Written exercise: In the records below, find the line containing "One point per instance, each like (459, 87)."; give it again exactly, along with every line that follows, and nothing else.

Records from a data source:
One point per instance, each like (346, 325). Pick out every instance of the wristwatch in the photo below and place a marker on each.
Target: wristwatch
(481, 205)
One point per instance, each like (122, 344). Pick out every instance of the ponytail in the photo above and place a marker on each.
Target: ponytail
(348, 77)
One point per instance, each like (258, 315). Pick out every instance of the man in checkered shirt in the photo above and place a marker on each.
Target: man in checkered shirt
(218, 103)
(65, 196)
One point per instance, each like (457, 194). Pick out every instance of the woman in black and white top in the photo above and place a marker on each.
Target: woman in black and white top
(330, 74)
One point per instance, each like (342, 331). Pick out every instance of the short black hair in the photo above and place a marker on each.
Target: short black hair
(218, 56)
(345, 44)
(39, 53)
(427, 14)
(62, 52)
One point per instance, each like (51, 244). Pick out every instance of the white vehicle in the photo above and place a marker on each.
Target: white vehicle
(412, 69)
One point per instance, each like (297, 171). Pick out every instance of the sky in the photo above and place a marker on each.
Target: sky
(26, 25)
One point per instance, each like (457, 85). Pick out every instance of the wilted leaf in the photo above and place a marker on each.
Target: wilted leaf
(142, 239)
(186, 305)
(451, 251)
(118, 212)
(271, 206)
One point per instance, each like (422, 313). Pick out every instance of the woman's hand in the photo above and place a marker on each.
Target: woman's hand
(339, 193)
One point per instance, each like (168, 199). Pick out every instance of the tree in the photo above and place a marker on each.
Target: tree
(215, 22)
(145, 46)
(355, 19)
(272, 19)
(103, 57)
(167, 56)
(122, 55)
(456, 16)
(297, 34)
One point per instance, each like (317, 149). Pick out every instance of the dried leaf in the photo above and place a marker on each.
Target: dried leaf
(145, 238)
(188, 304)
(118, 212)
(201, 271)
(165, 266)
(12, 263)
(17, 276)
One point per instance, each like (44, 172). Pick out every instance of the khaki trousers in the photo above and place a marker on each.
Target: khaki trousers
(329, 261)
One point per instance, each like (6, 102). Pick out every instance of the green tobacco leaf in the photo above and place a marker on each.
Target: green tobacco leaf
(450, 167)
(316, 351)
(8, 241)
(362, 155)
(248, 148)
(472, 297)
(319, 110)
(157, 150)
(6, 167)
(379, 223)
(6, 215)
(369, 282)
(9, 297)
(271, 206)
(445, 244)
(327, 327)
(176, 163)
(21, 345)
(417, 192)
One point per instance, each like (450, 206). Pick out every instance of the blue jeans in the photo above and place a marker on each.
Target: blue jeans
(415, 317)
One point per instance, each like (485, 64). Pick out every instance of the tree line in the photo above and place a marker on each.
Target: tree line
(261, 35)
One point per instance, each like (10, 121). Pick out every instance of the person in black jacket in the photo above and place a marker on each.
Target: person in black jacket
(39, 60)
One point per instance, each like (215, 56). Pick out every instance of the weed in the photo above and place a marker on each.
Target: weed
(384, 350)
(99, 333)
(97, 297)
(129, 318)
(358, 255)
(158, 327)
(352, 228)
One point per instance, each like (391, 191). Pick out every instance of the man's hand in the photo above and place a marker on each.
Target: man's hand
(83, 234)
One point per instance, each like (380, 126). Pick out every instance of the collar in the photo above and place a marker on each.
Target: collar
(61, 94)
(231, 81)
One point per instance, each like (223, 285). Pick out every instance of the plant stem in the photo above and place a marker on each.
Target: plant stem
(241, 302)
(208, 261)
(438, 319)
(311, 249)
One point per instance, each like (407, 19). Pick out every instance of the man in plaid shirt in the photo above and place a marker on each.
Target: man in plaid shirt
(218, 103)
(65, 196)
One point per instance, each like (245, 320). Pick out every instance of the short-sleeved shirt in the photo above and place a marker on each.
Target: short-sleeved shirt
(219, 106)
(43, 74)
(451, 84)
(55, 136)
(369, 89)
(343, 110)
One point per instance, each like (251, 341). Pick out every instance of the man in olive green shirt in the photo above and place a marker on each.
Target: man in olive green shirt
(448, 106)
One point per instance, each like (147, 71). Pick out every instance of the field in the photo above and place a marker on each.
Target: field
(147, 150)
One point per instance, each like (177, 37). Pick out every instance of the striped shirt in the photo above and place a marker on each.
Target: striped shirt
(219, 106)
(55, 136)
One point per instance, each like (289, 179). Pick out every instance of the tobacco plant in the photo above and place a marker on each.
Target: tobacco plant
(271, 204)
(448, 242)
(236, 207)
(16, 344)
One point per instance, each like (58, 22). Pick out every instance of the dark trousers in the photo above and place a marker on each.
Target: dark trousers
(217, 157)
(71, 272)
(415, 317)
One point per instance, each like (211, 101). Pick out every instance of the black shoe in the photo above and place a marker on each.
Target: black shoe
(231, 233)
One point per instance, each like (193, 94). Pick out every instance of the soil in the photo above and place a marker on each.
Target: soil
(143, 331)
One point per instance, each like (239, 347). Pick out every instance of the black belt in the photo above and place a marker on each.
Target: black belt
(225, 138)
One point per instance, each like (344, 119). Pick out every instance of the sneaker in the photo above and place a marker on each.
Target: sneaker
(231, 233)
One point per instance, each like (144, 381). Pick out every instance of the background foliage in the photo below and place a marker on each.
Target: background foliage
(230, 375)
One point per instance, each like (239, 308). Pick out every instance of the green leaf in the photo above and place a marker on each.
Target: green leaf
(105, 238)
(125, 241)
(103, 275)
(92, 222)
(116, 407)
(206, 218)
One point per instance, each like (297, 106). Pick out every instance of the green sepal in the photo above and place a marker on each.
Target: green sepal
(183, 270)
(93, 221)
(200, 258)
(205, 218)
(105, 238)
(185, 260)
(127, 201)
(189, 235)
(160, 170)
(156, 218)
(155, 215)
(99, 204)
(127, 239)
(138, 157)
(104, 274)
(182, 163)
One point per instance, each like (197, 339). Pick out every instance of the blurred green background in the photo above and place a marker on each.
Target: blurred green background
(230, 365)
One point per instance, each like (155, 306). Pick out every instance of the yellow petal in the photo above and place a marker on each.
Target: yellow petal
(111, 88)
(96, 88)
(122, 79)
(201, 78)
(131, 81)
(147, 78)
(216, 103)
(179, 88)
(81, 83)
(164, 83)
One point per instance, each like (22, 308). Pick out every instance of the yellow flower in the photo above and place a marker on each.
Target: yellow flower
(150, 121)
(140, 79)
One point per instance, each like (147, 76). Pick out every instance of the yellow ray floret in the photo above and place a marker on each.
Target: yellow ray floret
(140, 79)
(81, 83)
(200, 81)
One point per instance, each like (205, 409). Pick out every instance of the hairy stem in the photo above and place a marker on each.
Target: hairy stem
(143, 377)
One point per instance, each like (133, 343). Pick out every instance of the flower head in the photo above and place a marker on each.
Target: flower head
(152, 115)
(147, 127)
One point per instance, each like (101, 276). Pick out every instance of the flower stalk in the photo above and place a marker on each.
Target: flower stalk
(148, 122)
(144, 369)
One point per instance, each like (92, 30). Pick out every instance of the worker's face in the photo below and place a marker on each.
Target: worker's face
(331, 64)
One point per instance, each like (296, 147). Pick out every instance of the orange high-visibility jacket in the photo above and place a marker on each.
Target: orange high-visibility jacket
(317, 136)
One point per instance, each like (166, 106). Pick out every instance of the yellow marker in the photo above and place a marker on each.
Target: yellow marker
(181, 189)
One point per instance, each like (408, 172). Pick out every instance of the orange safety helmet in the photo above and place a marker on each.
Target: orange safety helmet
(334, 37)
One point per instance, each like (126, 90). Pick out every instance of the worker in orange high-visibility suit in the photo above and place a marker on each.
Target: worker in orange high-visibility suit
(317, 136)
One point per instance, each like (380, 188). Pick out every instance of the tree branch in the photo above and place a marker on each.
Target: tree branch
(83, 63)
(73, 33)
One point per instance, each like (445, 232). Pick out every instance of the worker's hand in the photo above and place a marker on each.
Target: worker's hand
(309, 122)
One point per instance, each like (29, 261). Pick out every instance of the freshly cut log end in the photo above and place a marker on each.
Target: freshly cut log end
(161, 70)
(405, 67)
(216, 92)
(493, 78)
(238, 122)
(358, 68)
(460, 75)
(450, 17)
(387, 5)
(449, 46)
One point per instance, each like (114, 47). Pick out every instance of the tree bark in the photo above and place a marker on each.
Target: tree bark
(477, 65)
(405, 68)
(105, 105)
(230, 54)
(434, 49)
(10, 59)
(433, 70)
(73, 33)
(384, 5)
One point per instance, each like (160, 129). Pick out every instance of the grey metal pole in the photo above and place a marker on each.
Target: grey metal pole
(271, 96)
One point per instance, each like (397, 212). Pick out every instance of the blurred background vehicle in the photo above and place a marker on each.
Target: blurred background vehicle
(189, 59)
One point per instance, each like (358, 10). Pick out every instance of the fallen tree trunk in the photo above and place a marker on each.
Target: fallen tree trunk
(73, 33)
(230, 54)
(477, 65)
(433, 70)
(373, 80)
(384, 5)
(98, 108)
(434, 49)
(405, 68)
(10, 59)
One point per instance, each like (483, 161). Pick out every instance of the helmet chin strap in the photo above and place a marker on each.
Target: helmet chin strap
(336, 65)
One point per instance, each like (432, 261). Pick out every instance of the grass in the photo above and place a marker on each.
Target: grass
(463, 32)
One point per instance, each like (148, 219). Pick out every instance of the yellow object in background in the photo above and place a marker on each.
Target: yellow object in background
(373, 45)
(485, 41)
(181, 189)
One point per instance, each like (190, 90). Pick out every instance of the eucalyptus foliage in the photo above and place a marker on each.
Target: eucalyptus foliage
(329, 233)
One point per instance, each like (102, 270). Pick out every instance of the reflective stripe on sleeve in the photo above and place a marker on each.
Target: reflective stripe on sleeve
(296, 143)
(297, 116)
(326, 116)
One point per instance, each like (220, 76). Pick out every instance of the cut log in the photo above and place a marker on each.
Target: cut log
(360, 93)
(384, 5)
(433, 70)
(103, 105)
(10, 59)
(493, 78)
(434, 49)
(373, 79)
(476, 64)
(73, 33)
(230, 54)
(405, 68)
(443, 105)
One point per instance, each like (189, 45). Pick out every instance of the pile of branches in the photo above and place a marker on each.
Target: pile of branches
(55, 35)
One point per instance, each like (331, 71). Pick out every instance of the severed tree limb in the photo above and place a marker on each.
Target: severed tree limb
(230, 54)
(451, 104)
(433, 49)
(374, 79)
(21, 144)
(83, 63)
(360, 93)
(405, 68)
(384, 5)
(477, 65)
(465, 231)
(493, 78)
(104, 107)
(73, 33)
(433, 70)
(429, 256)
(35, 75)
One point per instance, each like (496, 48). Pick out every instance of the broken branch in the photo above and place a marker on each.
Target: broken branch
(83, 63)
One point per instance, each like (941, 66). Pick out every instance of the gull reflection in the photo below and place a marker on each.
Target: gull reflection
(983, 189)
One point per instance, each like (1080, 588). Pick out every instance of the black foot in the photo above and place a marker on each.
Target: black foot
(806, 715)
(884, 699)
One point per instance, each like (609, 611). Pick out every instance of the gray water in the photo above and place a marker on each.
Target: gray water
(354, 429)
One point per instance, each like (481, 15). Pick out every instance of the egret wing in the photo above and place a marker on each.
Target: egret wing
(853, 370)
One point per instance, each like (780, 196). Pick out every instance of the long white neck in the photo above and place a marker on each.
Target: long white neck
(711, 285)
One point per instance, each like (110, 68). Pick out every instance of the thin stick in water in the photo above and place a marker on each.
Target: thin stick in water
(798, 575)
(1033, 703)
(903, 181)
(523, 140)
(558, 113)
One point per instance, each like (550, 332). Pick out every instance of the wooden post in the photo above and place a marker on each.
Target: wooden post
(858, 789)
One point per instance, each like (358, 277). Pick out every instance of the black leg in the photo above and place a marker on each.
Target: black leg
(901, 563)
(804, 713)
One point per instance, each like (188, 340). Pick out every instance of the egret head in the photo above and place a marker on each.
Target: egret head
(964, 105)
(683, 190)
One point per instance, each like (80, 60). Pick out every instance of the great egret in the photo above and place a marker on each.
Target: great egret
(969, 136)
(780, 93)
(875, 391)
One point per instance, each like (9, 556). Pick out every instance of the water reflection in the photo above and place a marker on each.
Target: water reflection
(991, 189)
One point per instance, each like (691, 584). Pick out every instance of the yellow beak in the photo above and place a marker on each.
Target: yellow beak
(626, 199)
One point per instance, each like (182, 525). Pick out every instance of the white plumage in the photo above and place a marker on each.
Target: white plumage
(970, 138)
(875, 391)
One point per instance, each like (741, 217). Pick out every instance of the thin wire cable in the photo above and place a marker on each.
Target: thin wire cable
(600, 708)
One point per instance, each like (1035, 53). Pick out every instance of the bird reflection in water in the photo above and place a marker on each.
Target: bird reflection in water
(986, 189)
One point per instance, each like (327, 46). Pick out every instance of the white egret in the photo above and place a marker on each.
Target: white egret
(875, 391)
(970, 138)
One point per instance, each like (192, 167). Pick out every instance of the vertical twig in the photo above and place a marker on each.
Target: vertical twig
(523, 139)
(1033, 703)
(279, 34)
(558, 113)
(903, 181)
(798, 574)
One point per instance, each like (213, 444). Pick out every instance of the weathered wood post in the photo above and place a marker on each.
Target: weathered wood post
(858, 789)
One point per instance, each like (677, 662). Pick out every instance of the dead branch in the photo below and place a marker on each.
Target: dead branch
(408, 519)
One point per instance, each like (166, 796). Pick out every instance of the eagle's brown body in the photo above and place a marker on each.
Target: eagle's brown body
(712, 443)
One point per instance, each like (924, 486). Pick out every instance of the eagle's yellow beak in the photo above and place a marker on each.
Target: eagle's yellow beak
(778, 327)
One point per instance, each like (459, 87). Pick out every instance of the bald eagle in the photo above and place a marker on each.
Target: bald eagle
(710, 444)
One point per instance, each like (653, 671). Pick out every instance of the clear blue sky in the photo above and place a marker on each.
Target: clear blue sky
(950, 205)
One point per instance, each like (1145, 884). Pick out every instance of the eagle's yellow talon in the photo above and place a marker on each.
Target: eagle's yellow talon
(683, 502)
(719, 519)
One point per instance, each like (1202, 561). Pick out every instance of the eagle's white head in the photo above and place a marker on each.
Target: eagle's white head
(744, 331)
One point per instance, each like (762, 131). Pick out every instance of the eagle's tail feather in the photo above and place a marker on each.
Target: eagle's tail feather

Response below:
One point per instance, each like (459, 87). Pick out every instance of the bald eagle in the photo above and place a marker on each.
Target: bald eagle
(710, 444)
One point per instance, each like (653, 671). Pick out every instance of the clear blue sky in the photo above and place a marker on each.
Target: clear blue sky
(950, 205)
One point per instance, each like (1145, 884). Pick out every instance of the eagle's yellow talon in the photo above and place a marker on each.
Target: eagle's yellow talon
(683, 502)
(719, 519)
One point per instance, each like (1202, 561). Pick out every instance of the eagle's white head in the photo above and place a marker on each.
Target: eagle's white head
(744, 331)
One point per instance, each like (762, 131). Pick out every instance of the eagle's tail feather in the photo above and place a marker on each.
Target: eagle's tail feather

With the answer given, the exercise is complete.